◆ SUPPLIED ENTRIES
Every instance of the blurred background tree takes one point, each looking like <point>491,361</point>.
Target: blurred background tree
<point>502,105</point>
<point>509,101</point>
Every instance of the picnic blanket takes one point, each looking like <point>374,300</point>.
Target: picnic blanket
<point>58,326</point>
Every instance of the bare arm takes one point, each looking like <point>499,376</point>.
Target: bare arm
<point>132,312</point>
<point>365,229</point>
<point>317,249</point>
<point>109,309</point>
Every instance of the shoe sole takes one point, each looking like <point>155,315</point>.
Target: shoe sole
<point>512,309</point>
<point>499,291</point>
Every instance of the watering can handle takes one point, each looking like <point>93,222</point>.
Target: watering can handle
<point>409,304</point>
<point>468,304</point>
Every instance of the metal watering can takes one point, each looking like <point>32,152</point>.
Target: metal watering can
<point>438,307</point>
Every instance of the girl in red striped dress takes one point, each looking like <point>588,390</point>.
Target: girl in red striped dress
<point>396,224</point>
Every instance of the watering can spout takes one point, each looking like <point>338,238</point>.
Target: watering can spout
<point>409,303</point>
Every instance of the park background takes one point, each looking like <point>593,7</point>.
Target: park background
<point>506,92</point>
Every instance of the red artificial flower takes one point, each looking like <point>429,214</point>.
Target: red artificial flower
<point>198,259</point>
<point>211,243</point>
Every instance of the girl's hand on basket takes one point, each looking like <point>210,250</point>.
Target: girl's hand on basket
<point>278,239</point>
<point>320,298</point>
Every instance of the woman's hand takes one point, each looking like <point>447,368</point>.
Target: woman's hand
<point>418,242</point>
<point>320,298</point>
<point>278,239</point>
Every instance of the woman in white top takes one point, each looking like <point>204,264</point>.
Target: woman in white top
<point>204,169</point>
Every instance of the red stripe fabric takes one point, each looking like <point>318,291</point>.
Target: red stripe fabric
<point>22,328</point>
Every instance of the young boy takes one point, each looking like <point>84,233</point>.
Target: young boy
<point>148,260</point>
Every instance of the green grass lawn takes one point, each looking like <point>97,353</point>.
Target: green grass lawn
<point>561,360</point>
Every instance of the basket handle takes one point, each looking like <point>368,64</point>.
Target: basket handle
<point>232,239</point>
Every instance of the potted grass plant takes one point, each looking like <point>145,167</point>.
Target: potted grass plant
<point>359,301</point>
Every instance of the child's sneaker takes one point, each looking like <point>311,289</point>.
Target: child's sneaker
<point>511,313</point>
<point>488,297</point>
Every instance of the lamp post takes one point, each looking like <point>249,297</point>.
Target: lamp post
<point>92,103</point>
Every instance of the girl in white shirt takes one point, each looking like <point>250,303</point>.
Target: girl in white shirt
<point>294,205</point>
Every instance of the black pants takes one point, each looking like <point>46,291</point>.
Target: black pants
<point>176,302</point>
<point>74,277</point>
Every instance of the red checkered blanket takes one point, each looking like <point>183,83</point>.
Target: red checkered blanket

◆ WHAT YOU ARE ASKED TO DO
After reading the listing, copy it out exactly and in full.

◆ WRITTEN REPLY
Every instance of the blurred background tree takes one point, each looking like <point>491,361</point>.
Target: blurred background tree
<point>502,105</point>
<point>509,101</point>
Every instance of the picnic blanket takes one point, each looking like <point>374,300</point>.
Target: picnic blanket
<point>58,326</point>
Every instance of the bare arm takes one point, each looking like <point>499,376</point>.
Target: bare arm
<point>132,312</point>
<point>365,229</point>
<point>317,249</point>
<point>109,309</point>
Every instance of the shoe sole takes one point, each looking like <point>155,315</point>.
Target: shoe sole
<point>512,309</point>
<point>499,291</point>
Every instance of the watering can handle takes one point, each looking like <point>93,222</point>.
Target: watering can handle
<point>409,304</point>
<point>468,304</point>
Every instance of the metal watering can takes one point, each looking like <point>32,152</point>.
Target: metal watering can
<point>438,307</point>
Every instance of the girl in red striped dress takes one point, each looking like <point>588,390</point>.
Target: girl in red striped dress
<point>396,224</point>
Every instance of the watering can spout takes one point, each looking like <point>338,238</point>.
Target: watering can spout
<point>409,303</point>
Every instance of the park background takes one point, each looking like <point>593,7</point>.
Target: park background
<point>506,92</point>
Every instance of the red artificial flower takes one point, each looking like <point>429,214</point>.
Target: red artificial flower
<point>198,259</point>
<point>211,243</point>
Every instance of the girl's hand on basket takes one point, each looking like <point>210,250</point>.
Target: girl's hand on basket
<point>278,239</point>
<point>320,298</point>
Every instance of the woman's hand takes one point, each looking like <point>447,368</point>.
Target: woman's hand
<point>418,242</point>
<point>320,298</point>
<point>278,239</point>
Every instance of the woman in white top takes one point, each looking like <point>204,264</point>.
Target: woman in white top
<point>204,169</point>
Every instance of the red stripe fabric takes one point, each looking like <point>318,291</point>.
Target: red stripe fabric
<point>22,328</point>
Every instance of the young boy takes one point, each looking like <point>84,233</point>.
Target: young boy
<point>148,260</point>
Every instance of the green grass lawn takes one point, each looking like <point>97,353</point>.
Target: green grass lawn
<point>561,360</point>
Every instance of the basket handle takes one point, each looking like <point>368,64</point>.
Target: basket handle
<point>232,239</point>
Every instance of the potted grass plant takes one point, each looking like <point>145,167</point>.
Target: potted grass plant
<point>359,301</point>
Every instance of the child's sneaker takes one point, each looking like <point>311,289</point>.
Target: child's sneaker
<point>511,313</point>
<point>488,297</point>
Every instance of the lamp post takes one point, each looking like <point>249,297</point>.
Target: lamp post
<point>92,103</point>
Every instance of the girl in white shirt takes one point, each looking like <point>250,303</point>.
Target: girl in white shirt
<point>294,205</point>
Every instance of the black pants takes one point, each looking like <point>46,291</point>.
Target: black pants
<point>176,302</point>
<point>74,277</point>
Every instance of the red checkered blanket takes one point, each looking like <point>183,83</point>.
Target: red checkered blanket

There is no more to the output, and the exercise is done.